▸ Data to use:
--------

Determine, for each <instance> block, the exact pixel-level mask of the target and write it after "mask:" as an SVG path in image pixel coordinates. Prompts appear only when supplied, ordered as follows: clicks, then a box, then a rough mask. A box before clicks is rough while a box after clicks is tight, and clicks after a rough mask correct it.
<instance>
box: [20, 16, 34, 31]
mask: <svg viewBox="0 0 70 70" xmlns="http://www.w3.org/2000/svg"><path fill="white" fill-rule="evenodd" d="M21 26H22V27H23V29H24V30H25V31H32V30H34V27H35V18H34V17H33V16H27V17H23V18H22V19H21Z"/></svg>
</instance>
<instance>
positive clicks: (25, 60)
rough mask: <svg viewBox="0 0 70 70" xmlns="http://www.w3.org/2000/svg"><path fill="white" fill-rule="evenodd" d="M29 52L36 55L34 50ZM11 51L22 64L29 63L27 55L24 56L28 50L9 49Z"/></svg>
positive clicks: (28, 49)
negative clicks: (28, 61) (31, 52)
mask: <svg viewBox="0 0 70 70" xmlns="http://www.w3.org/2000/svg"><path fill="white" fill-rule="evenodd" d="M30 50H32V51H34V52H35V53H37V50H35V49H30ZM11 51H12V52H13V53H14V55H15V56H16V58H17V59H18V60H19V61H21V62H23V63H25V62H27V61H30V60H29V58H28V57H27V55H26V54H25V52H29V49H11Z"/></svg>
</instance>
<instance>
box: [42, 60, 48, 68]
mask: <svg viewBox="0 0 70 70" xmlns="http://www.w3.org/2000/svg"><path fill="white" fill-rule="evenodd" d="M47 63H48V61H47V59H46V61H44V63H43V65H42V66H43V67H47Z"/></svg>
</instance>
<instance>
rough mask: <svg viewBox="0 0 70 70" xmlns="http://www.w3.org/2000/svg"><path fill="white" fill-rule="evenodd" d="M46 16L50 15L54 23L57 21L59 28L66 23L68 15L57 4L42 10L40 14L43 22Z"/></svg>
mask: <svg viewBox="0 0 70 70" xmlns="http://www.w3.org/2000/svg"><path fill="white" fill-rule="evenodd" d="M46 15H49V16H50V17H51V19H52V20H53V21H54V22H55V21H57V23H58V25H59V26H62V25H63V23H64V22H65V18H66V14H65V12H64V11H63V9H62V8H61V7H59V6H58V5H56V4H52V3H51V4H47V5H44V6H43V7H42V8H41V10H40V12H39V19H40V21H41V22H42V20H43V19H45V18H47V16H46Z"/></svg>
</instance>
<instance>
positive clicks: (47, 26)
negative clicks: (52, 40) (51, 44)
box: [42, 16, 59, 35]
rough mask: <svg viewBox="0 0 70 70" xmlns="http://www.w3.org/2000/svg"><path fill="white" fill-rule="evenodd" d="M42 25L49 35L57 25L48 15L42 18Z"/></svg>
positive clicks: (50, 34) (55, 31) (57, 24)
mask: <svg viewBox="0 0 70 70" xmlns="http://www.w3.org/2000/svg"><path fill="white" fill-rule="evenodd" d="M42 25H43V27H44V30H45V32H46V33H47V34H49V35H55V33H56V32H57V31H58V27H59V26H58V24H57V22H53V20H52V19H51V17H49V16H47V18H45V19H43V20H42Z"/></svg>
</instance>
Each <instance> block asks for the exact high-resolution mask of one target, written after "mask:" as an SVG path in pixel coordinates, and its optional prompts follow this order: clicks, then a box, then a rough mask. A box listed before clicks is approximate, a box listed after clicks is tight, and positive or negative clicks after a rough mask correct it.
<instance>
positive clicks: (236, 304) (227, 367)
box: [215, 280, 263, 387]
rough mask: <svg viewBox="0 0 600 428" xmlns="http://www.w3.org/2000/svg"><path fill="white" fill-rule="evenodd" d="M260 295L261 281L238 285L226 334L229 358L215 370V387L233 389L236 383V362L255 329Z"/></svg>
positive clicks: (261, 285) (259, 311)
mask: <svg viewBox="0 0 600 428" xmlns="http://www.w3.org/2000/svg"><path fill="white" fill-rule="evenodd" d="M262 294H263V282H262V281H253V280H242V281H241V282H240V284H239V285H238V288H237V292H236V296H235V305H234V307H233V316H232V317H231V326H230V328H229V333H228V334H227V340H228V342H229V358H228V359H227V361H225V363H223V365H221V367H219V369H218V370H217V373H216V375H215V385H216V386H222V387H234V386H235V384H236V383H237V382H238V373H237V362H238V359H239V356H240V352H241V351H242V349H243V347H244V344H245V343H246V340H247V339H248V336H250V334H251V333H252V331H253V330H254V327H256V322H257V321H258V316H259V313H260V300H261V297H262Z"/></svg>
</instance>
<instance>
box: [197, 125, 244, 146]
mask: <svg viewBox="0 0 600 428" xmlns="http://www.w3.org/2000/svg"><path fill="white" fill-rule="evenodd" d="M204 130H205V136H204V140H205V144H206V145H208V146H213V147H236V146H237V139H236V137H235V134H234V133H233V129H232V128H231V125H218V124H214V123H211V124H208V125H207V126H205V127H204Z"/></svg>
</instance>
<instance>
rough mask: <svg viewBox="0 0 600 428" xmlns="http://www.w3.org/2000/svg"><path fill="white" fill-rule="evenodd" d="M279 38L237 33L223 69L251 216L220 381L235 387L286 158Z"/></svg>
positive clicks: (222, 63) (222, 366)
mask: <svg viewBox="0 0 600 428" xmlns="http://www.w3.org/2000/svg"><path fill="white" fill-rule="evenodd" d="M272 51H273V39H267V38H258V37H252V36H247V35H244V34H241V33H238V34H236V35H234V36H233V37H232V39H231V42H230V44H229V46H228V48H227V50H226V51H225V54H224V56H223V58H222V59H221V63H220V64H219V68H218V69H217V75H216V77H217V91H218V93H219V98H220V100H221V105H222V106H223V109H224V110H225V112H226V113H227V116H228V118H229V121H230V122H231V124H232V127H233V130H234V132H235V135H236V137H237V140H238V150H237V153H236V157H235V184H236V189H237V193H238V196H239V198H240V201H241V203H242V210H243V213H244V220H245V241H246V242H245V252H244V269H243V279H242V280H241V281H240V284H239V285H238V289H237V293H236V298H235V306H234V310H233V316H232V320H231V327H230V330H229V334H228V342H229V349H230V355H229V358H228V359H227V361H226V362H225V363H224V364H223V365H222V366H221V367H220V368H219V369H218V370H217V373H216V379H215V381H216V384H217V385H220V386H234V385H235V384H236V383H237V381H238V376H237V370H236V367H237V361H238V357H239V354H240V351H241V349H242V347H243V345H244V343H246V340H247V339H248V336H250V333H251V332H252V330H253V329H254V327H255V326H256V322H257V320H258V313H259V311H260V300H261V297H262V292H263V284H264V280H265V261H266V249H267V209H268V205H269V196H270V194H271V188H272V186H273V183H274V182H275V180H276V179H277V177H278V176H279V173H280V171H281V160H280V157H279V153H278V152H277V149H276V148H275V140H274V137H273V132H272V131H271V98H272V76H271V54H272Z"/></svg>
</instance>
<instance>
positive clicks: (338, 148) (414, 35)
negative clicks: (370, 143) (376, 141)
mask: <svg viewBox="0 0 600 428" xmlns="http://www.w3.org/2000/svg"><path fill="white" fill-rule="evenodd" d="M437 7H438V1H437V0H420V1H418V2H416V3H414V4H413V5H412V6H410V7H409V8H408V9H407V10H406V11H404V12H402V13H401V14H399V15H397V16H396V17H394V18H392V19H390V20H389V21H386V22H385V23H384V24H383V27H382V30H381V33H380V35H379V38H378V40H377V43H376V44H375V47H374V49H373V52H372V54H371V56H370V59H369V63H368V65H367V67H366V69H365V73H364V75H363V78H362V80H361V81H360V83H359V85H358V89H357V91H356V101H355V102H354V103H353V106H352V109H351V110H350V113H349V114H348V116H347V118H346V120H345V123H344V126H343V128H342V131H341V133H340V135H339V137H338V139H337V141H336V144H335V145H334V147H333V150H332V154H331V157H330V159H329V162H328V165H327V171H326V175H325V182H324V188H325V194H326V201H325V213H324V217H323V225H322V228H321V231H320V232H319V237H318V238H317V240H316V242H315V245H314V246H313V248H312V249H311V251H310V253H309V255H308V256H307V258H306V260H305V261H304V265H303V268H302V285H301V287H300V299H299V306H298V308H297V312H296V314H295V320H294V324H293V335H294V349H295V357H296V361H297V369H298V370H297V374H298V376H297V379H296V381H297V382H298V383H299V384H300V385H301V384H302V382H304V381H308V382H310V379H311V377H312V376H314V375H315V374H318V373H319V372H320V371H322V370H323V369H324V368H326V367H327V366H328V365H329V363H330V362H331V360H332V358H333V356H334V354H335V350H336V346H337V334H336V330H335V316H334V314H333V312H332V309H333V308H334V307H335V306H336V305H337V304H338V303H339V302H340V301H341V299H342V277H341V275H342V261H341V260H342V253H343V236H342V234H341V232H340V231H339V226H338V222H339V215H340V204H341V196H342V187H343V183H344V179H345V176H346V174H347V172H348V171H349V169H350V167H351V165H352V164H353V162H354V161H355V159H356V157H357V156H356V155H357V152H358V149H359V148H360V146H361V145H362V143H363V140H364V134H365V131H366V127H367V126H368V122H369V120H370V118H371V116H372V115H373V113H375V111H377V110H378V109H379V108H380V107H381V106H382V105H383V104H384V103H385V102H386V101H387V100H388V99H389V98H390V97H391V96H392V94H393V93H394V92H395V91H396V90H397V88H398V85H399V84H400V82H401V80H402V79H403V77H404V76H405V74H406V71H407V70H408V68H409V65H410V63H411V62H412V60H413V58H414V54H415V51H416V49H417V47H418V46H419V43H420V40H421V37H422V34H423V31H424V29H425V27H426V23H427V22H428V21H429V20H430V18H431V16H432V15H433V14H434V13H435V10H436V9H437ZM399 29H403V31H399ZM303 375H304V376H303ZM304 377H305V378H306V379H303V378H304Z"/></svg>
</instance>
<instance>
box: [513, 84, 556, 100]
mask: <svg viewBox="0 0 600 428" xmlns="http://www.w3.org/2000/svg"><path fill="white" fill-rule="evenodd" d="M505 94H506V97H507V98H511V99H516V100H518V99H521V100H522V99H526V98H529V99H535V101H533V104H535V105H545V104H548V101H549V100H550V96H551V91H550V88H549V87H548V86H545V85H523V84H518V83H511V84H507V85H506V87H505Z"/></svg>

--------

▸ How to complete this task: Update the data from the line with "25L49 35L57 25L48" up to and including the line with "positive clicks: (50, 34) (55, 31) (57, 24)" by changing "rough mask" to "coarse mask" and leaving everything else unchanged. Give only those lines.

▸ Answer to this problem:
coarse mask: <svg viewBox="0 0 70 70" xmlns="http://www.w3.org/2000/svg"><path fill="white" fill-rule="evenodd" d="M42 25L49 35L57 25L48 15L42 18Z"/></svg>
positive clicks: (50, 34) (55, 31) (57, 24)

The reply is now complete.